◆ **Извлечённый текст**
★ ★ ★ ★ ★

Режиссеры

«Мещане» вернулись

Роман Должанский, Коммерсант, 6.03.2004
Во МХАТе имени Чехова что ни день, то премьера. Сегодня вечером публике будут официально представлены «Мещане» Максима Горького в постановке Кирилла Серебренникова. Накануне премьеры состоялось несколько полноценных прогонов со зрителями. Не дотерпев до премьеры, свидетелем одного из которых стал Роман Должанский.

Шел на спектакль и, как заклинание, повторял себе под нос: не вспоминать, не вспоминать, не сравнивать. В смысле — не вспоминать «Мещан» Товстоногова, гениальный ленинградский спектакль, после премьеры которого вот уже сорок лет ни один находящийся в здравом уме режиссер не осмеливался браться за горьковскую пьесу. Она считалась «закрытой».

Пятнадцать лет назад студентом я застал последнее представление спектакля. Товстоногов уже умер, актеры были больше чем вдвое старше своих героев, но ничего более гармоничного, внятного, насмешливого я в театре ни до, ни после не видел. А поэтому не получилось не вспоминать. Как увидел на мхатовской сцене наклонный подиум, сразу вспомнил про декорацию в БДТ, там тоже был подиум, обрывающийся в пустоту. И когда Иван Агапов, играющий Петра, снял свою курточку и накинул ее на плечи, сразу вспомнился Владимир Рецептер, который весь спектакль нервно стягивал на плечах тесную тужурку, и в этом простом «психологическом жесте» таилась разгадка его характера.

В хрестоматийном спектакле Товстоногова было много выпуклых и острых деталей, обретавших метафорическую силу. В мхатовских «Мещанах» не меньше резких, сильных подробностей. Многие из них адресованы в первую очередь ценителям броского театрального языка, на котором разговаривает режиссер Кирилл Серебренников. Но самые сильные — каждому зрителю. Вот в последнем акте приходят с богомолья старики Бессеменовы. На нем каракулевый пирожок и черное пальто, а на ней пальто с меховым воротником и такая же шапочка. Ну-ка, сегодняшний мхатовский зал, у кого в мамином или бабушкином шкафу не висит до сих пор или не висело до пор недавних такое вот пронафталиненное пальто с мехом, поднимите руки!

На кого не смотрел отец так, как смотрит на выросших и непонятных ему детей Андрей Мягков: с неутоленной обидой, с бессильным раздражением и испытующим непониманием? У кого мать не пыталась неловко, но истово, с трехкопеечными хитростями сгладить домашние конфликты, как делает это Алла Покровская? (Суперработа этой удивительной актрисы, благородно ушедшей в последние годы с головой в педагогику и тем самым, как убеждаешься на «Мещанах», несправедливо обделившей публику.) Только у тех, кто вырос без родителей или у кого семья была неполной или недружной. Мягков и Покровская играют неразделимую пару. Их портрет во мхатовских «Мещанах» — не просто карикатура на старящихся среди дорогой сердцу рухляди обывателей, но и признание им в любви, впрочем, столь же бессильной, как и родительская ревность.

★ ★ ★ ★ ★

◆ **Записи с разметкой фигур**
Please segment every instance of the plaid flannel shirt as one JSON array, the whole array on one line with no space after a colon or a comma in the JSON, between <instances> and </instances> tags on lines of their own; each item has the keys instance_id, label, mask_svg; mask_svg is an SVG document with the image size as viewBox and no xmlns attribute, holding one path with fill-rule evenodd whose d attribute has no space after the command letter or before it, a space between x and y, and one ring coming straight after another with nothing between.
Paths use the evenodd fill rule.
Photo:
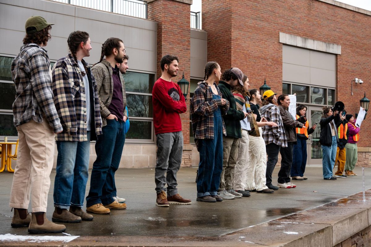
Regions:
<instances>
[{"instance_id":1,"label":"plaid flannel shirt","mask_svg":"<svg viewBox=\"0 0 371 247\"><path fill-rule=\"evenodd\" d=\"M278 107L272 104L269 104L267 107L263 106L260 108L260 112L262 117L265 117L267 121L274 122L278 125L277 127L263 127L262 137L264 139L265 144L273 143L282 147L287 147L287 139Z\"/></svg>"},{"instance_id":2,"label":"plaid flannel shirt","mask_svg":"<svg viewBox=\"0 0 371 247\"><path fill-rule=\"evenodd\" d=\"M196 145L198 139L214 139L214 115L213 113L221 107L222 115L225 115L229 109L229 103L221 105L221 100L213 100L213 92L204 81L200 81L190 102L192 129ZM219 88L214 83L218 94L221 98ZM223 118L222 118L222 119ZM223 121L223 134L227 135L226 126Z\"/></svg>"},{"instance_id":3,"label":"plaid flannel shirt","mask_svg":"<svg viewBox=\"0 0 371 247\"><path fill-rule=\"evenodd\" d=\"M57 133L63 130L53 100L50 61L46 51L36 44L26 44L12 64L16 99L12 109L14 125L33 120L42 123L45 116Z\"/></svg>"},{"instance_id":4,"label":"plaid flannel shirt","mask_svg":"<svg viewBox=\"0 0 371 247\"><path fill-rule=\"evenodd\" d=\"M92 68L92 72L94 75L96 83L96 90L98 92L99 104L101 107L101 116L102 116L103 127L107 125L106 118L111 114L108 110L108 107L111 103L114 91L112 67L111 64L108 61L103 59L101 62L96 64ZM124 104L123 114L127 117L128 114L126 111L126 90L125 89L125 83L124 81L122 74L121 73L118 74L122 87L122 103Z\"/></svg>"},{"instance_id":5,"label":"plaid flannel shirt","mask_svg":"<svg viewBox=\"0 0 371 247\"><path fill-rule=\"evenodd\" d=\"M102 134L98 94L96 89L94 77L90 66L83 60L81 61L86 68L86 71L89 83L92 84L93 94L91 101L94 106L92 113L92 140L96 140L96 136ZM58 60L54 66L53 75L53 92L54 103L59 115L64 131L56 137L57 141L84 141L88 140L86 128L86 104L85 87L82 75L79 65L73 57L69 54ZM91 107L92 108L92 107ZM93 124L92 124L93 125Z\"/></svg>"}]
</instances>

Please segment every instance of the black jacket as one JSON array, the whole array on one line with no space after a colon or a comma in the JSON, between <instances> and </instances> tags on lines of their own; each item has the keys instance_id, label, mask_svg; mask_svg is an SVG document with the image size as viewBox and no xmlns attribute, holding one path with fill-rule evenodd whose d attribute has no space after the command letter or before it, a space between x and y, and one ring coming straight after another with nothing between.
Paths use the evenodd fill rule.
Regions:
<instances>
[{"instance_id":1,"label":"black jacket","mask_svg":"<svg viewBox=\"0 0 371 247\"><path fill-rule=\"evenodd\" d=\"M321 145L324 146L328 146L331 147L332 144L332 135L331 134L331 128L329 123L334 120L334 117L333 115L328 117L323 117L319 120L319 124L321 126L321 132L319 134L319 143ZM336 126L338 124L337 122L338 118L335 119L335 136L336 136L336 140L339 141L339 138L338 138L338 130L336 128ZM339 118L340 120L340 118Z\"/></svg>"}]
</instances>

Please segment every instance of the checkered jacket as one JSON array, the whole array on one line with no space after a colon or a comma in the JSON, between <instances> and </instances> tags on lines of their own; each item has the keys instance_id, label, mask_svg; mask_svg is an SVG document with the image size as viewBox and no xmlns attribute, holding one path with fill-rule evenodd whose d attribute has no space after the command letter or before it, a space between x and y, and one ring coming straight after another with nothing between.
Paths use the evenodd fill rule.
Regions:
<instances>
[{"instance_id":1,"label":"checkered jacket","mask_svg":"<svg viewBox=\"0 0 371 247\"><path fill-rule=\"evenodd\" d=\"M287 147L287 138L285 132L283 123L280 115L278 107L273 104L269 104L260 108L262 117L264 117L268 122L274 122L278 125L278 127L264 126L262 128L262 135L265 144L272 143L282 147Z\"/></svg>"},{"instance_id":2,"label":"checkered jacket","mask_svg":"<svg viewBox=\"0 0 371 247\"><path fill-rule=\"evenodd\" d=\"M86 68L90 87L92 120L91 139L96 140L102 134L98 94L94 76L89 65L82 60ZM84 141L88 140L86 105L85 87L79 65L70 54L58 60L52 73L54 103L63 131L56 137L57 141Z\"/></svg>"},{"instance_id":3,"label":"checkered jacket","mask_svg":"<svg viewBox=\"0 0 371 247\"><path fill-rule=\"evenodd\" d=\"M33 120L42 123L45 115L57 133L63 130L52 90L50 61L46 51L36 44L26 44L12 64L16 99L12 109L16 126Z\"/></svg>"},{"instance_id":4,"label":"checkered jacket","mask_svg":"<svg viewBox=\"0 0 371 247\"><path fill-rule=\"evenodd\" d=\"M213 100L213 92L204 81L200 81L194 90L191 100L191 119L192 129L196 145L198 139L214 139L214 115L213 113L220 107L222 115L225 115L229 109L229 103L221 105L221 100ZM221 98L219 88L214 83L218 94ZM226 126L223 121L223 134L227 135Z\"/></svg>"},{"instance_id":5,"label":"checkered jacket","mask_svg":"<svg viewBox=\"0 0 371 247\"><path fill-rule=\"evenodd\" d=\"M106 118L111 114L108 110L108 107L112 100L112 95L114 91L114 81L112 78L112 66L111 64L105 59L103 59L92 68L92 72L95 79L96 83L96 90L98 92L98 98L101 107L101 115L103 127L107 125ZM120 80L122 87L122 103L124 104L123 116L128 116L126 112L126 90L125 89L125 83L124 77L121 73L119 73Z\"/></svg>"}]
</instances>

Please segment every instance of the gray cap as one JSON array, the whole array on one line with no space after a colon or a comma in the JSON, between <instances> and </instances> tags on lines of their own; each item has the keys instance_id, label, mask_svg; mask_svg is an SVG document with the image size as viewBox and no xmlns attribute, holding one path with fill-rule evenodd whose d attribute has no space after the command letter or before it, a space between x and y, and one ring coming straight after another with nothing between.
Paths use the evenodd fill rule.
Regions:
<instances>
[{"instance_id":1,"label":"gray cap","mask_svg":"<svg viewBox=\"0 0 371 247\"><path fill-rule=\"evenodd\" d=\"M237 77L240 84L243 86L243 81L242 81L242 80L243 80L243 73L241 70L238 68L232 68L231 69L231 71Z\"/></svg>"}]
</instances>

★ ★ ★ ★ ★

◆ **Задания к упражнению**
1. Какой актер, согласно рецензии на мхатовских «Мещан», играет Петра?
2. Переведите на английский язык предложение из рецензии на «Мещан»: «Мягков и Покровская играют неразделимую пару».
3. Продолжите рецензию на мхатовских «Мещан», начав сразу после ее последнего предложения.

◆ **Ответы**
1. Иван Агапов.

2. Myagkov and Pokrovskaya play an inseparable couple.

3.
В советские годы принято считать, что темой пьесы молодого Горького (первая постановка «Мещан» случилась в Художественном театре в 1902 году) стал конфликт поколений: якобы старое не может ужиться с новым. Кирилл Серебренников никакого поступательного хода истории в пьесе не видит. Не люди, покорные ходу времени, теснят друг друга, а небытие шаг за шагом наступает на людей в доме Бессеменова. Вообще, сам дом в мхатовском спектакле (художник Николай Симонов) одушевлен, озвучен, омузыкален с помощью «Пан-квартета» под руководством Владимира Панкова, сидящего живым фоном в глубине сцены. Взлетевшая над обеденным столом скатерть вздыхает музыкальным аккордом, жалуется музыкальным скрипом дверь. Вплетаются в эту партитуру и глухие хлопки птичьих крыльев. Нашествие не то безлицых монашек, не то стаи ворон несет в дом беду — покушение дочери Бессеменовых Татьяны на самоубийство. А кухарка Степанида (Мария Зорина) уже с самого начала скачет не то мышью, не то вороватой сорокой. Точно выпорхнули все эти пичуги из клеток птицелова Перчихина (Владимир Краснов) и превратились в хичкоковских тварей.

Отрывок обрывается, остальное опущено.